VI° Paraître _ un remède contre la  frustration dans la société

          Qu’est-ce qui régit concrètement le comportement et l’activité de ces hommes et femmes ? Pour comprendre ce qui précède le déroulement d’une action réelle, il faut, avant tout, analyser les besoins et les motifs incitant la personnalité à agir.  Pour répondre à ces questions la théorie générale de la personnalité examine le rapport des besoins et des motifs afin d’élucider le mécanisme interne du mobile de l’action. C’est ce que pense ANDREEVA G. et nous partageons cette approche aussi. Pourquoi, dans des conditions déterminées, les hommes agissent de telle ou telle façon et qu’est-ce qui les dirige quand ils choisissent précisément ce motif et pas un autre ?  La suite de nos travaux pourrait nous aider mieux  les élucider.

          Notre propos a consisté à montrer que les TIC dans nos vies ne sont pas utilisés par tous pour les mêmes fins.  Le phénomène observé, loin d être dérisoire est plutôt du ressort de la thérapie  des tensions psychologiques, tensions auxquelles tout individu vivant en société est soumis et qui déterminent ces actions, ses comportements. Lewin (1959) cité par ABRIC C. pour expliquer les comportements des individus affirme  que « tout individu fonctionne comme un organisme soumis à un ensemble de force. Ces forces peuvent être d’origine externe –les pressions issues de l’environnement ou d’origine interne –c'est-à-dire liées à l’histoire du sujet et à son implication dans la situation. L’ensemble de ses forces s’exerçant sur l’individu crée des besoins engendrant des tensions. Tout individu peut donc être considéré comme un organisme sous tension. Et se sont ces tensions qui vont produire les comportements. Le comportement adopté par un individu dans une situation donnée vise à réduire les tensions qui s’exercent sur lui, à satisfaire les besoins engendrés par le système de forces externes et internes auquel il est soumis[8]

          Le comportement doit donc finalement être analysé comme  la résultante des forces qui s’exercent sur un organisme donné à un moment  donné.

 

          CONCLUSION (Du symbolisme du mortier et du pilon)

CONSIGNE 1:
Répondez à ces questions sur l'extrait :
(a) Qu'examine la théorie générale de la personnalité pour élucider le mécanisme interne du mobile de l'action ?
(b) Selon la citation de Lewin, de quelles deux origines peuvent être les forces qui s'exercent sur l'individu ?
(c) Comment le comportement doit-il finalement être analysé ?
CONSIGNE 2: Reproduisez fidèlement le passage de l'extrait qui va de « Le comportement doit » jusqu'à « et du pilon) » inclus.

DONNÉES FOURNIES:
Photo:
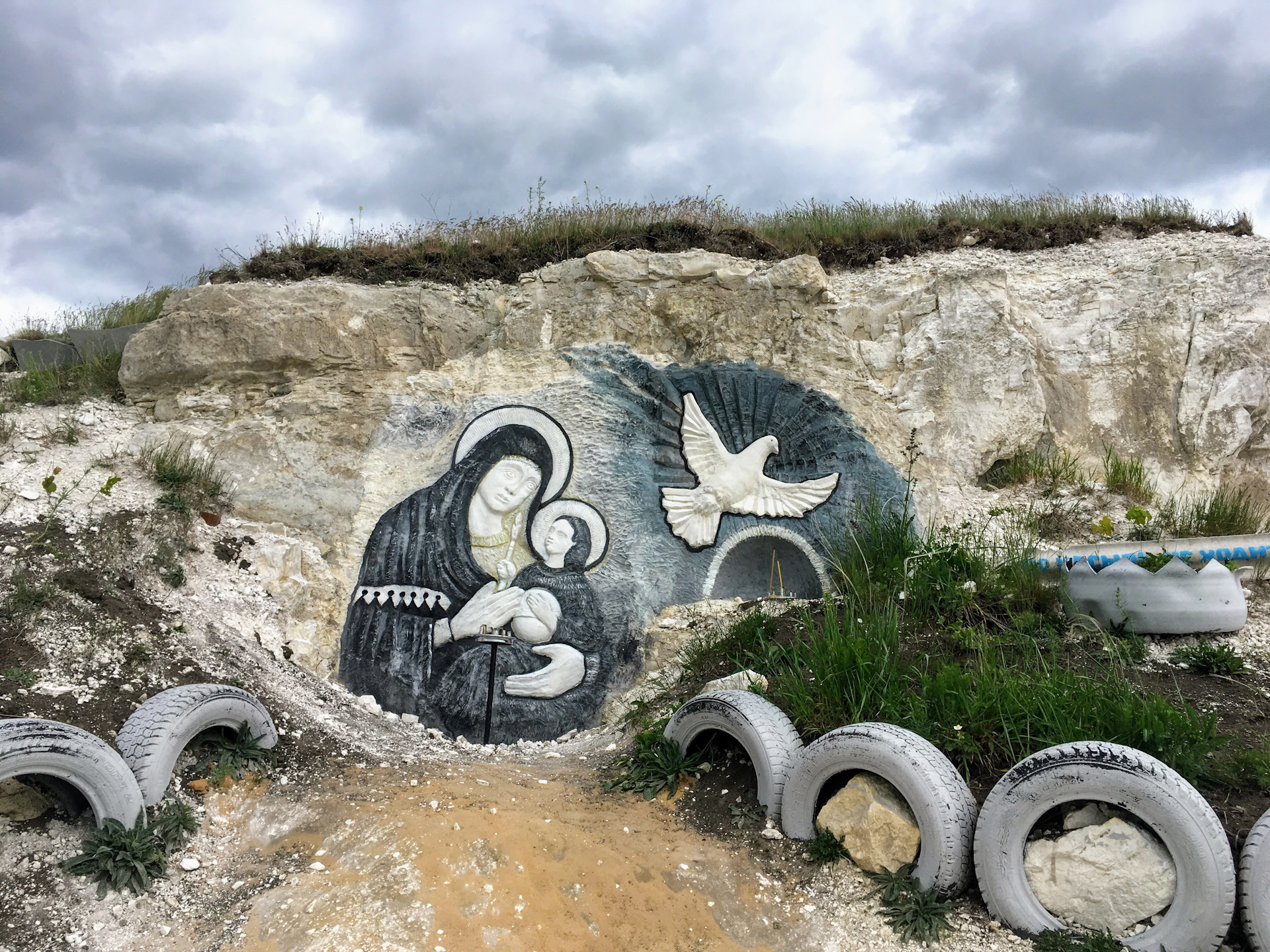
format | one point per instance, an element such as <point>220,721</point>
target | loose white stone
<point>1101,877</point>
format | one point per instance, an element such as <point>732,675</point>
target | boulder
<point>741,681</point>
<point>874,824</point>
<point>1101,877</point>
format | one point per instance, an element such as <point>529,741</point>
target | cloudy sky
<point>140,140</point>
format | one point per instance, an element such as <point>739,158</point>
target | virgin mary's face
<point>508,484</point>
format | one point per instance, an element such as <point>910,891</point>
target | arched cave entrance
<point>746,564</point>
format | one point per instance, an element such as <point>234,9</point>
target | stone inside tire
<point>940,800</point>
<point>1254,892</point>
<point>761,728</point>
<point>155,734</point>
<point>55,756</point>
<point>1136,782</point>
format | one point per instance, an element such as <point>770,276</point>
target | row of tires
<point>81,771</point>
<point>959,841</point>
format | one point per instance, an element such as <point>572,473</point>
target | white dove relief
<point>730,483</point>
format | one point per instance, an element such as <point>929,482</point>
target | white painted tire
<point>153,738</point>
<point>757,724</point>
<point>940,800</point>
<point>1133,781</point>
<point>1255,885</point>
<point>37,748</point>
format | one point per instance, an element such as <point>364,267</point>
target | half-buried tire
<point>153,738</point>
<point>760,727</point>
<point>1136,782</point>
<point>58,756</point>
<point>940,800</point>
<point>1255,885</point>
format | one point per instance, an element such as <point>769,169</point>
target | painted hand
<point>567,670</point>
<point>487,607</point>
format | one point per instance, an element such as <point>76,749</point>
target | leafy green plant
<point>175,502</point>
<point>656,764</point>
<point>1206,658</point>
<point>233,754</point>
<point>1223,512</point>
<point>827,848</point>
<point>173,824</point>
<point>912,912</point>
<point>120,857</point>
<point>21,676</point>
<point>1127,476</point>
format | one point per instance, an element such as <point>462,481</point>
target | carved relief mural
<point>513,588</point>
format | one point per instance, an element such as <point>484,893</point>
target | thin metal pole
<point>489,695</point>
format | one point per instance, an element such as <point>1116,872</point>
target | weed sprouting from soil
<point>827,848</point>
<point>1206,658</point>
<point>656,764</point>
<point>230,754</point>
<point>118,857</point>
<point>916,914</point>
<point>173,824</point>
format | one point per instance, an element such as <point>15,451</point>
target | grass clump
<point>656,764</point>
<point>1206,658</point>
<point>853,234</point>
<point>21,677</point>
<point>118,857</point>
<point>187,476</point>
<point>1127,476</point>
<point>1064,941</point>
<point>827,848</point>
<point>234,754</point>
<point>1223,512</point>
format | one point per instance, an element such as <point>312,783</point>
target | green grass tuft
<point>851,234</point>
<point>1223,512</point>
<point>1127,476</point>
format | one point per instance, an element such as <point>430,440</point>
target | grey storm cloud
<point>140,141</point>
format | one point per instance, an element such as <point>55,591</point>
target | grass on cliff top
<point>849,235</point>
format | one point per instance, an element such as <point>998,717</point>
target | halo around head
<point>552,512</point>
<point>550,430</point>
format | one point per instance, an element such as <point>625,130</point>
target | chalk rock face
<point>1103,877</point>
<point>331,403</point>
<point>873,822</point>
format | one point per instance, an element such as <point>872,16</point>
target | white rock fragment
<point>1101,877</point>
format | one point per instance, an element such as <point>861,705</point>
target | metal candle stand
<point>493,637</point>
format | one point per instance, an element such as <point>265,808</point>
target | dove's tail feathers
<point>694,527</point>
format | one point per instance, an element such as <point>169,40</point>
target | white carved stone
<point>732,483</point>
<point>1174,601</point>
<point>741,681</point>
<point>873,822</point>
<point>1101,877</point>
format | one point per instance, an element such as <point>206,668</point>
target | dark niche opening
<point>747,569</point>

RÉPONSE ATTENDUE 1:
(a) Le rapport des besoins et des motifs.
(b) D'origine externe (les pressions issues de l'environnement) ou d'origine interne (liées à l'histoire du sujet et à son implication dans la situation).
(c) Comme la résultante des forces qui s'exercent sur un organisme donné à un moment donné.

RÉPONSE ATTENDUE 2:
Le comportement doit donc finalement être analysé comme  la résultante des forces qui s’exercent sur un organisme donné à un moment  donné.

 

          CONCLUSION (Du symbolisme du mortier et du pilon)